__Textauszug__
===============

Essen. Vereinbarkeit von Familie und Beruf? Pustekuchen! 100.000 Mütter und Väter in NRW gucken in die Röhre. Und was tut unsere Landesregierung?

Vorne steht die Lehrerin, ich sitze auf der Schulbank und will gerade anfangen, mit dem Stuhl zu kippeln, wie ich es damals immer getan habe. In der Erinnerung verklärt sich ja viel; aber wie peinlich es war, wenn ich dann mitten im Unterricht krachend nach hinten fiel, habe ich nicht vergessen. Ich höre also auf zu kippeln und höre brav zu. Meine Frau und ich sind in einem Gymnasium zum Elterncafe eingeladen. Unser kleiner Großer (oder großer Kleiner?) wird im kommenden Jahr in die weiterführende Schule kommen. Wir sprechen über gymnasiale Eignung, Fremdsprachen-AGs und – eine für mich entscheidende Frage – die Hausaufgabenbetreuung am Nachmittag. „Wann schicken Sie die Kinder denn nach Hause?“, will ich wissen. „Spätestens um 15 Uhr“, sagt die Lehrerin. Spätestens um 15 Uhr?

===============

__Übungsaufgaben__
1: Übernimm aus dem Textauszug wörtlich den Abschnitt von „Vorne steht die“ bis „Spätestens um 15 Uhr?“.
2: Beantworte die drei Fragen zum Textauszug.
(a) Wie viele Mütter und Väter in NRW gucken in die Röhre?
(b) Zu welcher Veranstaltung und an welche Schule ist das Ehepaar eingeladen?
(c) Wann schickt die Schule die Kinder nach Angabe der Lehrerin spätestens nach Hause?
Die Zeilen stammen aus einer anderen Quelle als der Textauszug.

===============

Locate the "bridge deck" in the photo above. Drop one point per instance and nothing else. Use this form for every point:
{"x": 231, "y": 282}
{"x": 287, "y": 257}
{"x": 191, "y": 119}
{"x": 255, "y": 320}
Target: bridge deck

===============

__Gelöste Aufgaben__
1:
Vorne steht die Lehrerin, ich sitze auf der Schulbank und will gerade anfangen, mit dem Stuhl zu kippeln, wie ich es damals immer getan habe. In der Erinnerung verklärt sich ja viel; aber wie peinlich es war, wenn ich dann mitten im Unterricht krachend nach hinten fiel, habe ich nicht vergessen. Ich höre also auf zu kippeln und höre brav zu. Meine Frau und ich sind in einem Gymnasium zum Elterncafe eingeladen. Unser kleiner Großer (oder großer Kleiner?) wird im kommenden Jahr in die weiterführende Schule kommen. Wir sprechen über gymnasiale Eignung, Fremdsprachen-AGs und – eine für mich entscheidende Frage – die Hausaufgabenbetreuung am Nachmittag. „Wann schicken Sie die Kinder denn nach Hause?“, will ich wissen. „Spätestens um 15 Uhr“, sagt die Lehrerin. Spätestens um 15 Uhr?

2:
(a) 100.000
(b) Zum Elterncafe in einem Gymnasium
(c) Spätestens um 15 Uhr